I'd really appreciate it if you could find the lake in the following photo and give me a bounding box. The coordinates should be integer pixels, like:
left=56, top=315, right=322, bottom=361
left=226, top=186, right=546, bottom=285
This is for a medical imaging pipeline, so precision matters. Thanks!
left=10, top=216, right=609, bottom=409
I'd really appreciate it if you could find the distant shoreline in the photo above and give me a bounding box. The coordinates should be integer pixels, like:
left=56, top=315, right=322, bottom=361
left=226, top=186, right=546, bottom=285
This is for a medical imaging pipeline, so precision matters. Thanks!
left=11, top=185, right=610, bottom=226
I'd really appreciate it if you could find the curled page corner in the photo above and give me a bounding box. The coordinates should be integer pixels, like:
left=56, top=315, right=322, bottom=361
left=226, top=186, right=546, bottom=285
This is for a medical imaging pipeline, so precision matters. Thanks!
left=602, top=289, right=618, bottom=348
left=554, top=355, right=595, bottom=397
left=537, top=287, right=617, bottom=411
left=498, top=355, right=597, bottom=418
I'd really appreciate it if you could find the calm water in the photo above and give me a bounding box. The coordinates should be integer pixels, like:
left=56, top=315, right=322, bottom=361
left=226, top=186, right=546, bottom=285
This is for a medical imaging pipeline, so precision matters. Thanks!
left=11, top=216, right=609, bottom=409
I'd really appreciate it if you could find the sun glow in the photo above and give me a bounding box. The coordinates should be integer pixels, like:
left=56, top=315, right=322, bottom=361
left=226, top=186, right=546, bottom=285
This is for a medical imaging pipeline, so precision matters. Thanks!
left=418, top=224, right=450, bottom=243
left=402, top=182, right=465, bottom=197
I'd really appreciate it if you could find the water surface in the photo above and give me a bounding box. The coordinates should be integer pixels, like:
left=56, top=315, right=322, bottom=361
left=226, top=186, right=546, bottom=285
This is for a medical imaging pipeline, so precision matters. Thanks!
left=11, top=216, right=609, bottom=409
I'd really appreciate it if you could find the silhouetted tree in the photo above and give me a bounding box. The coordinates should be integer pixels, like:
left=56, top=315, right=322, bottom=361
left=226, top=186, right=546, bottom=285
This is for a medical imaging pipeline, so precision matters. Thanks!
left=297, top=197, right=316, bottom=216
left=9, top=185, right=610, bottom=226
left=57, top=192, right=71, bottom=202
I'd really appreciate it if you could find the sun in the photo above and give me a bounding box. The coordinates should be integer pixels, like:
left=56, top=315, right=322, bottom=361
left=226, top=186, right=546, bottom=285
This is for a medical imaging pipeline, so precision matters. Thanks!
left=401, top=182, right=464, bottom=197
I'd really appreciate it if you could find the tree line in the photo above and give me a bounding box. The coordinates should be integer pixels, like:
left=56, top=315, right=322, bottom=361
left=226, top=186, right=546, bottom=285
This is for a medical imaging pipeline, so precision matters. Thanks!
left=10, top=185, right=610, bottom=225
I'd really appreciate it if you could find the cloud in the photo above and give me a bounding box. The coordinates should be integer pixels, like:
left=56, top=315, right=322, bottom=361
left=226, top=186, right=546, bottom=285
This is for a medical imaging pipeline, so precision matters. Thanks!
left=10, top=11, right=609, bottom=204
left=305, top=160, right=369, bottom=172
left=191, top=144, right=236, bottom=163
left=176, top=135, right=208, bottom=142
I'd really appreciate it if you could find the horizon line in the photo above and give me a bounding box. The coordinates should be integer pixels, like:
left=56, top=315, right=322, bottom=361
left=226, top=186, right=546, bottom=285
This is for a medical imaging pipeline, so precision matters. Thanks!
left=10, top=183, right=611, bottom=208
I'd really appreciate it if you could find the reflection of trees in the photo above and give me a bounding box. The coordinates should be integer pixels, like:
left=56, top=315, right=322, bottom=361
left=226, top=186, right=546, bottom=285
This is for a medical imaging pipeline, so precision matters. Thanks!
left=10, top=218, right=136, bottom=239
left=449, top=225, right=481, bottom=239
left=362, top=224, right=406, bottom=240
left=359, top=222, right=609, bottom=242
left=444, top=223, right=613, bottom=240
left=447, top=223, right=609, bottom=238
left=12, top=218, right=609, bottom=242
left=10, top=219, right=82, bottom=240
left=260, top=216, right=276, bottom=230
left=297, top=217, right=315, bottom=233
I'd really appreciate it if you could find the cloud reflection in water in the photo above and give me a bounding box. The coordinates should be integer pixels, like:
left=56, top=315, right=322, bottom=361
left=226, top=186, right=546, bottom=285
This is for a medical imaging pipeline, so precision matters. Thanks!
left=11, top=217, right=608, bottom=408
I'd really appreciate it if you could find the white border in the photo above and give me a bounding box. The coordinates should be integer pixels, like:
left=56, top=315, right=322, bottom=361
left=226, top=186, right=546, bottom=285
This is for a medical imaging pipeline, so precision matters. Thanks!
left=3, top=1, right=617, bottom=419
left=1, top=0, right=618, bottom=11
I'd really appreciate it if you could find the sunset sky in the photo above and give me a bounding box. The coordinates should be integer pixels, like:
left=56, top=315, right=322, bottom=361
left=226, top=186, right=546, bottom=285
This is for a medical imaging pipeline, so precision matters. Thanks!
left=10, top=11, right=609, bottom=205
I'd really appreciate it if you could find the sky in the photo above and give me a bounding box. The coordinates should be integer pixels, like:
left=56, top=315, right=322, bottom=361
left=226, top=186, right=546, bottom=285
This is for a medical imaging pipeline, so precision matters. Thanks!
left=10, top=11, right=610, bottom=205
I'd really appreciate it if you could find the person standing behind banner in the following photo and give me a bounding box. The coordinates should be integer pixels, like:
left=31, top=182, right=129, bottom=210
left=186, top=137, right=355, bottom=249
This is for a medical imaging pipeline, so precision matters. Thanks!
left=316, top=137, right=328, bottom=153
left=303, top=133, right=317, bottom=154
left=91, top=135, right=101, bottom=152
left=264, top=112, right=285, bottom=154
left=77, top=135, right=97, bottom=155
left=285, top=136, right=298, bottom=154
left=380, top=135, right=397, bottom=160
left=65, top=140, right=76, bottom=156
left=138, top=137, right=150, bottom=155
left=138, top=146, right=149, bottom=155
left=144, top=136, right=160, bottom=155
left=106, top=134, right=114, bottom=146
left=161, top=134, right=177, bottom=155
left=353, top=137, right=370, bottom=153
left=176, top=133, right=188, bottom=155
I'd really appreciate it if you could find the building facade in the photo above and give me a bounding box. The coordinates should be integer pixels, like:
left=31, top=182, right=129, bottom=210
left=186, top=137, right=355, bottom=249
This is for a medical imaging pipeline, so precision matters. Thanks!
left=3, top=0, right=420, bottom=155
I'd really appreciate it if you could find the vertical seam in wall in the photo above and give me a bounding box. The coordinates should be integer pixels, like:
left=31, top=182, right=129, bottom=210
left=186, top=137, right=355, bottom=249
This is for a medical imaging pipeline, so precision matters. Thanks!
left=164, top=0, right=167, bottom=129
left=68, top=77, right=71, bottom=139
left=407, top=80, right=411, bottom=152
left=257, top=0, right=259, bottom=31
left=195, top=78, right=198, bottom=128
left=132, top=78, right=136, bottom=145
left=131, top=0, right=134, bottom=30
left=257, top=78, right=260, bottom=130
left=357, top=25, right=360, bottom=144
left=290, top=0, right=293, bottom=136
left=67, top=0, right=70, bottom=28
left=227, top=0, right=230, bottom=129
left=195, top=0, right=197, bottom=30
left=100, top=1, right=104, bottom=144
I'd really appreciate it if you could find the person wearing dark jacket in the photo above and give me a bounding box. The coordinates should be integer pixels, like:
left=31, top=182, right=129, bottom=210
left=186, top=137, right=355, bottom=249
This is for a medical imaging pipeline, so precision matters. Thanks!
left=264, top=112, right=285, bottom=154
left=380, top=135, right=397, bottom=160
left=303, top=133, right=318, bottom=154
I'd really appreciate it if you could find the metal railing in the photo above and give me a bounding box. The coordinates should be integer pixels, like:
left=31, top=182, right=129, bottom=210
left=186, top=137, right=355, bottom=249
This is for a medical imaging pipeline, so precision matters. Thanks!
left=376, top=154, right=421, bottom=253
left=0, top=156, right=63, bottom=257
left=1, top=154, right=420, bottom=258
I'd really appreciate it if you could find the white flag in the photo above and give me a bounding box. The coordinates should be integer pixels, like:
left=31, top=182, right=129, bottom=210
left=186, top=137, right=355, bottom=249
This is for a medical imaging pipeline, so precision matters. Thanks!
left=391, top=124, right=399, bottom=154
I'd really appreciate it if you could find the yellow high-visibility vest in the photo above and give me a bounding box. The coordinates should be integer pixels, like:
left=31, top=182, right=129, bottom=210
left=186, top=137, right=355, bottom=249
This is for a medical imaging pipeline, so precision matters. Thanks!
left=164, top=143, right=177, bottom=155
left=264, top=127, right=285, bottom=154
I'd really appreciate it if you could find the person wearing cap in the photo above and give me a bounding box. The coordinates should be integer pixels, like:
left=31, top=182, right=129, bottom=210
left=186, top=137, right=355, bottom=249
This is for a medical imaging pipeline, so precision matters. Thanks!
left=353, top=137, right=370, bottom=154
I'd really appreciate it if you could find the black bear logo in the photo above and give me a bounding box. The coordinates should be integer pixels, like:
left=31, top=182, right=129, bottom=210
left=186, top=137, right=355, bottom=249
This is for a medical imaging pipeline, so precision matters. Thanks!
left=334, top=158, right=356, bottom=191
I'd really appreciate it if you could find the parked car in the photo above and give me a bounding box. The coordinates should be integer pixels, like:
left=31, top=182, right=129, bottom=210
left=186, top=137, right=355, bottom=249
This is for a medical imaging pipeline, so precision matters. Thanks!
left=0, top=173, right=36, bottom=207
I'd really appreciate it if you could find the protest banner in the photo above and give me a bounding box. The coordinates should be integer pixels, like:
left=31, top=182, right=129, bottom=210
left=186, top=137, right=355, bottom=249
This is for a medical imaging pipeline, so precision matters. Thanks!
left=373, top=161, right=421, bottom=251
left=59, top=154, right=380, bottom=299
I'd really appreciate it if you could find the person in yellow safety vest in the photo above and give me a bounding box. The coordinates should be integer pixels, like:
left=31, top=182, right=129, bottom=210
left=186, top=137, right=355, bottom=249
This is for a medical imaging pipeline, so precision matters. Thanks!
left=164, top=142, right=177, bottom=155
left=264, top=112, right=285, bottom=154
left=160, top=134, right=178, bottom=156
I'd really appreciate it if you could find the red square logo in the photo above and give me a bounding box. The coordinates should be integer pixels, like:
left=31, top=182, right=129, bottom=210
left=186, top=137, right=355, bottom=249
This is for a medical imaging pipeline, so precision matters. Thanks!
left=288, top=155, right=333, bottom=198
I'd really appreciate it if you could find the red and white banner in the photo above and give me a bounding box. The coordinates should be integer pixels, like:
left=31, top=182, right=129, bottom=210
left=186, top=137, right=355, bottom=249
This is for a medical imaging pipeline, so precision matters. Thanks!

▶ [WHAT IS NEEDED]: Collect every line with the string "logo" from the records, and copy each.

▶ [OUTPUT]:
I'd really appreciate it if you could find the black bear logo in the photo above and give me a bounding box. The coordinates should be integer pixels, like:
I'd really appreciate it if you could find the red square logo in the photo above and give me a bounding box. The coordinates should be integer pixels, like:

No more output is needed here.